**ASSIGNED TASK**
Among the entries below, take the line with "Query: field boundary" and the line with "Query: blue sky", and output them and every line between them exactly, with nothing else.

Stored data:
■ ■ ■ ■ ■ ■ ■

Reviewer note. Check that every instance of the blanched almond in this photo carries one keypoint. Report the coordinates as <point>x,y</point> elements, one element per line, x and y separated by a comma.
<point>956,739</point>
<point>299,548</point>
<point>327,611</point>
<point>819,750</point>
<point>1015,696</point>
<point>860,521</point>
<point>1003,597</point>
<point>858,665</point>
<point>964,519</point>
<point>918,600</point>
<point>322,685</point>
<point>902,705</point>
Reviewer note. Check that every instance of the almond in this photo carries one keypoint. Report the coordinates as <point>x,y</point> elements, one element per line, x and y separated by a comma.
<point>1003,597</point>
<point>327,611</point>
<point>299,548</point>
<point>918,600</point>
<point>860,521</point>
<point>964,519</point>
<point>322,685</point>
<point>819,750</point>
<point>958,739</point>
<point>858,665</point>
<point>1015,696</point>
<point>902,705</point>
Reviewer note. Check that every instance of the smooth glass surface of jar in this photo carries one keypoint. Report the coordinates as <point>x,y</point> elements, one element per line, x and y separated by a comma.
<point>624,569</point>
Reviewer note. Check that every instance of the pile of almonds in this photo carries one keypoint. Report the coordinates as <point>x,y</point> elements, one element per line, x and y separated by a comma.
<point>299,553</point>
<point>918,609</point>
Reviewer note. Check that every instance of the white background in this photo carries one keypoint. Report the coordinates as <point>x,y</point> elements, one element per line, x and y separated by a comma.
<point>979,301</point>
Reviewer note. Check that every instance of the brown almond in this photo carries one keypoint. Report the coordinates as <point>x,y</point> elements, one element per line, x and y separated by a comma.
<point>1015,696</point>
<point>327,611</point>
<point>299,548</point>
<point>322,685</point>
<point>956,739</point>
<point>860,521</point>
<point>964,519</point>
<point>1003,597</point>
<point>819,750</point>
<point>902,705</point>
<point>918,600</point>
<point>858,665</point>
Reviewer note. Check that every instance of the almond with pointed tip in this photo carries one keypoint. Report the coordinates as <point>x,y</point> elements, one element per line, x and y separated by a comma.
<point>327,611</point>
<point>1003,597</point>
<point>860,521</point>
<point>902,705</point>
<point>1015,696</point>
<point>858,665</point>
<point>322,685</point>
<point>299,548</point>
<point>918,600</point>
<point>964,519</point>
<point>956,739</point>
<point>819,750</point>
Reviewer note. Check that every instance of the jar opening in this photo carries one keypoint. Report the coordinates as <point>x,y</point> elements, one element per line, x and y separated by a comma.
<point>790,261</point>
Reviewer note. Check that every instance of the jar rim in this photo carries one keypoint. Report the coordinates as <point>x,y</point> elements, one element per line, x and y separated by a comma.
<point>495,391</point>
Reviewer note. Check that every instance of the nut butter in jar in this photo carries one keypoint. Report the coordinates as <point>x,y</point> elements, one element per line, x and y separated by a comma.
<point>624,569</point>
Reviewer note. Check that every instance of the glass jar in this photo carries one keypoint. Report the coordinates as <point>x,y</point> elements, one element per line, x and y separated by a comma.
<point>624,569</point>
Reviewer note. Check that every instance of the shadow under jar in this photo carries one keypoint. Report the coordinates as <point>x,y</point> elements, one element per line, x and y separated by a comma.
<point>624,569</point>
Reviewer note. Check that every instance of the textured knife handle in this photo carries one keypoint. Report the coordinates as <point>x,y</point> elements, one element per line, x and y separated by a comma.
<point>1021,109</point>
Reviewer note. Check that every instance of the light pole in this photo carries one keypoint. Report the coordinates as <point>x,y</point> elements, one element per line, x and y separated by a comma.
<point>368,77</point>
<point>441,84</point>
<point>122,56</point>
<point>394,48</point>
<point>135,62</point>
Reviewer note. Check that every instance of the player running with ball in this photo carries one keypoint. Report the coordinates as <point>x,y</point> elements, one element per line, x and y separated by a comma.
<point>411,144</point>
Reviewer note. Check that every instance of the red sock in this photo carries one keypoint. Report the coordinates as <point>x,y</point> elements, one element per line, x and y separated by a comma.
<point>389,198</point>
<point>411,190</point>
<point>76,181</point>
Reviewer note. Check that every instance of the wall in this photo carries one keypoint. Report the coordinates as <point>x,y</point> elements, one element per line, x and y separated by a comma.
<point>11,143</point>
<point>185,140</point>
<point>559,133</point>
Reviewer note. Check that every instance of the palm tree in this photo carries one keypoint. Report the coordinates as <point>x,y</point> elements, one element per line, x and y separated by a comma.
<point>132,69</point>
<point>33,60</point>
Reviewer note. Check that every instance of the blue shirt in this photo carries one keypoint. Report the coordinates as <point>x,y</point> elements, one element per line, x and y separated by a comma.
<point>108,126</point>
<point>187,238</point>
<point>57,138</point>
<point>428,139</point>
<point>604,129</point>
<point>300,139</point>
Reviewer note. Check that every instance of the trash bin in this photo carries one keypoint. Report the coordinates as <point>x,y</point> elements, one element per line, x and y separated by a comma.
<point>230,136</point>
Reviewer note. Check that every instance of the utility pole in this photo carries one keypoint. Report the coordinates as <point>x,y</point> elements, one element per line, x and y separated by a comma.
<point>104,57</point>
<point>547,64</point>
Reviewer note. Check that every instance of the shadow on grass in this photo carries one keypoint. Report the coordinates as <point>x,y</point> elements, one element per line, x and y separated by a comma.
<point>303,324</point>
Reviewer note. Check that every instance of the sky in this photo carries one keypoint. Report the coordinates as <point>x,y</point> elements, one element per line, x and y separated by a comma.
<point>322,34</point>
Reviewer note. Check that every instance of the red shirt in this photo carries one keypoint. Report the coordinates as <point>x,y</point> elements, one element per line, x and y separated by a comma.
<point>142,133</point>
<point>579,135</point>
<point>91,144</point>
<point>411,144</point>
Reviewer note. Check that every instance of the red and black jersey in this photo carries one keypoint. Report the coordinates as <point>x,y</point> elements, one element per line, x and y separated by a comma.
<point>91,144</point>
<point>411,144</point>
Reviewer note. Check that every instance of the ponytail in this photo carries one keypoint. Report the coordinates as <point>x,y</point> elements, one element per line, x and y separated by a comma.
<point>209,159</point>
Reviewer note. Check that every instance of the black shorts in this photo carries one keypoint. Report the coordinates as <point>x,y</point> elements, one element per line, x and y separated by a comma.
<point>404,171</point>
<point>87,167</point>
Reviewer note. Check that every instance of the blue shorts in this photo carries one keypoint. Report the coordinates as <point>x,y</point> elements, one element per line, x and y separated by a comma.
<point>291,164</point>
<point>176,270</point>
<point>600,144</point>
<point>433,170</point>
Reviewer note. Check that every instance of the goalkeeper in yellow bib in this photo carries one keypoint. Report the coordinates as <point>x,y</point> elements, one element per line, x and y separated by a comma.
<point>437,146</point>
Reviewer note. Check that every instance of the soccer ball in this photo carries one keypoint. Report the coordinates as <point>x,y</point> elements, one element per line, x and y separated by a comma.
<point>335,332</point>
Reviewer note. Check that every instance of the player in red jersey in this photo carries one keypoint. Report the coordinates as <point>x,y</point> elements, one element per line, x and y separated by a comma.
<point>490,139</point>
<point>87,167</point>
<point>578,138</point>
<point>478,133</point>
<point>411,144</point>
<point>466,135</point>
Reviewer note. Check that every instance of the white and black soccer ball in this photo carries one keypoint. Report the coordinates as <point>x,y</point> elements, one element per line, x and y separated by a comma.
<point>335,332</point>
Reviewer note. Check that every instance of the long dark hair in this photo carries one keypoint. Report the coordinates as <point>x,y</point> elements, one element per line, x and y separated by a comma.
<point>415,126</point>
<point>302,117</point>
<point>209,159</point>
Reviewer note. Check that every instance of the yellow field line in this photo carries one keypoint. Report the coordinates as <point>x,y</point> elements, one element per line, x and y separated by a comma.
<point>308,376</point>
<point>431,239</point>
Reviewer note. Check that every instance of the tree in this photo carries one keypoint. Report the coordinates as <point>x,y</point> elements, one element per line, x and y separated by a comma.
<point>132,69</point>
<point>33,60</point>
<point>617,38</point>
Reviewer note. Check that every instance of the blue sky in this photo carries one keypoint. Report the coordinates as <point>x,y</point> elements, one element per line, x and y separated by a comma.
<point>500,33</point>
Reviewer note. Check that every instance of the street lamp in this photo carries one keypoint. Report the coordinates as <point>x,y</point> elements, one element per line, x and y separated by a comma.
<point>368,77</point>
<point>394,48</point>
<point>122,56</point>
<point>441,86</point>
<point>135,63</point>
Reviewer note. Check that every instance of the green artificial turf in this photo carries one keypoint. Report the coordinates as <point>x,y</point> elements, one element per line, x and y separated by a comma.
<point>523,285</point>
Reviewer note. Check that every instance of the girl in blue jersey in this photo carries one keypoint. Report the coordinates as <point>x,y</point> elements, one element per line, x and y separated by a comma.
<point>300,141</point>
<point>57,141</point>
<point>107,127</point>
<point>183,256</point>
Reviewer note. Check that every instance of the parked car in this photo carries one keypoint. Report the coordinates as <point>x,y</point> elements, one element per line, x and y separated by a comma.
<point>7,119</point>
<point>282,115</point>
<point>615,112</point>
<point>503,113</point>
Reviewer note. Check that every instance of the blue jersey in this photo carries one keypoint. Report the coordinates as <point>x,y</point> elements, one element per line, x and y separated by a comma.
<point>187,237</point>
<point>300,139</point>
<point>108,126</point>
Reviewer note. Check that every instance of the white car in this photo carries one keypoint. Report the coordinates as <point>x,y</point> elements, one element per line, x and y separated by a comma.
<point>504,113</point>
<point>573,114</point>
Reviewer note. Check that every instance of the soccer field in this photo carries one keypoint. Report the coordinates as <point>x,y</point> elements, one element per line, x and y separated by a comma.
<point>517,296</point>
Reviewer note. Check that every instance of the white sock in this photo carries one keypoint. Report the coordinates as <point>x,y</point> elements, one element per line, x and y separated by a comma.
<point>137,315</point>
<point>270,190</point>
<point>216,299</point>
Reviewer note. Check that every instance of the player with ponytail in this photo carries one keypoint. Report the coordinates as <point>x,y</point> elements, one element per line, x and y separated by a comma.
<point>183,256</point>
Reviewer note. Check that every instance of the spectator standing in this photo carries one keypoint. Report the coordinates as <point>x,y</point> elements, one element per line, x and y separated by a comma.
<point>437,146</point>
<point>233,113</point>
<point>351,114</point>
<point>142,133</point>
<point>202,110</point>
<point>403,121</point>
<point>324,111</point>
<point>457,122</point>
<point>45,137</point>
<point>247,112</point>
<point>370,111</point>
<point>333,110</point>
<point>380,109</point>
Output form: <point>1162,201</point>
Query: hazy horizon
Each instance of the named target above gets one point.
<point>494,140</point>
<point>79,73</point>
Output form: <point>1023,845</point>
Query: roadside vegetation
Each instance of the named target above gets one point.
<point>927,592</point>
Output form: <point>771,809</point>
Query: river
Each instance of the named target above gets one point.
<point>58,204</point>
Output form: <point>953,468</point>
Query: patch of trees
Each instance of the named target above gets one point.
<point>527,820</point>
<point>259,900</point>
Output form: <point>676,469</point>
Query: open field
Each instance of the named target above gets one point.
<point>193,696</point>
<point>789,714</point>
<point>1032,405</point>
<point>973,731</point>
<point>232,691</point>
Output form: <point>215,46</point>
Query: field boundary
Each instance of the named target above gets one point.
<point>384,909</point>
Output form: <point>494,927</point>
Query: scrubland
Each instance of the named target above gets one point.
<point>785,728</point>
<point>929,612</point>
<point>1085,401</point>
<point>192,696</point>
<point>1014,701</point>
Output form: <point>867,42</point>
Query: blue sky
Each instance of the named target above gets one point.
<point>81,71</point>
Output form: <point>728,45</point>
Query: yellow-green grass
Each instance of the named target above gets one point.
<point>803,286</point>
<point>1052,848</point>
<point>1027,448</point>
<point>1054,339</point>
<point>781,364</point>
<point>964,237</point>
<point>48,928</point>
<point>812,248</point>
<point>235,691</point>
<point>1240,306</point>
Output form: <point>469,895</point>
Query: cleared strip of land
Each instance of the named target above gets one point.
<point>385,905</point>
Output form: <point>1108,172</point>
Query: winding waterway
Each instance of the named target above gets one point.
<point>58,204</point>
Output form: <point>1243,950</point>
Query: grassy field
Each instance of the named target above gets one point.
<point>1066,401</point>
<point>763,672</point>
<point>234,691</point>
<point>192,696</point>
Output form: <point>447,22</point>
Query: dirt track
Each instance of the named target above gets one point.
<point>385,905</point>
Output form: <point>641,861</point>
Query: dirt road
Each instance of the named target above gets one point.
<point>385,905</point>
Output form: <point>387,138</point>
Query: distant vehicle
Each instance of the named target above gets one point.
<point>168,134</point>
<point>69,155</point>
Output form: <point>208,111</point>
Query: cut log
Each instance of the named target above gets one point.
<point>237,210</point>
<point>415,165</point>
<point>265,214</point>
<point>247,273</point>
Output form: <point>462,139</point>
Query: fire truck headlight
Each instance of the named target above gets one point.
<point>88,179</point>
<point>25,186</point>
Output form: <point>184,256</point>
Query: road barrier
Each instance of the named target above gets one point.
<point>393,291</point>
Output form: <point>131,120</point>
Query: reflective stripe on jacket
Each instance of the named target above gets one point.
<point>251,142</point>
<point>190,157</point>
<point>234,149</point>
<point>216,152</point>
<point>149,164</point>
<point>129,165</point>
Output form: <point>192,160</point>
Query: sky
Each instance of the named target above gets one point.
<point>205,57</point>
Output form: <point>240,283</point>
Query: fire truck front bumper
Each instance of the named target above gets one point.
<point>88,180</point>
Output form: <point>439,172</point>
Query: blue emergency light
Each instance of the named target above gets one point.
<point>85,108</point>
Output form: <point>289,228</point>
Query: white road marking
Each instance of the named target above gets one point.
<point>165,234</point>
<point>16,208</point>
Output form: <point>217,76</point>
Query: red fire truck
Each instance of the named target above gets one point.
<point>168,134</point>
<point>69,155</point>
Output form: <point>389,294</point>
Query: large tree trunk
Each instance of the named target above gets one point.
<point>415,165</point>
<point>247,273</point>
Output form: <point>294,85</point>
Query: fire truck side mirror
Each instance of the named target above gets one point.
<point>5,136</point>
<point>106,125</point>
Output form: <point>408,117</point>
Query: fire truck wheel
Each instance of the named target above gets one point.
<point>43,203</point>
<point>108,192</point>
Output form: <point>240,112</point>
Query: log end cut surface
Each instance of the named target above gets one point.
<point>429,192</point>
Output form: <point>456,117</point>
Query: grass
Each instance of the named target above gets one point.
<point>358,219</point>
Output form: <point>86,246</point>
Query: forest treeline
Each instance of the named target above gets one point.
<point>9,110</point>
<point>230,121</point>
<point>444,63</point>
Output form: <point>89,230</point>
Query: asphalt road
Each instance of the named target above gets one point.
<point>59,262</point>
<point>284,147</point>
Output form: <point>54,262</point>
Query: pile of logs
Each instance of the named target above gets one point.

■ ■ ■ ■ ■ ■ ■

**WORKED SOLUTION**
Query: field boundary
Each instance of the named target above gets one point.
<point>384,909</point>
Output form: <point>494,927</point>
Query: scrubland
Each instance of the named target above gets one point.
<point>785,728</point>
<point>929,612</point>
<point>1085,401</point>
<point>192,696</point>
<point>1014,701</point>
Output form: <point>867,42</point>
Query: blue sky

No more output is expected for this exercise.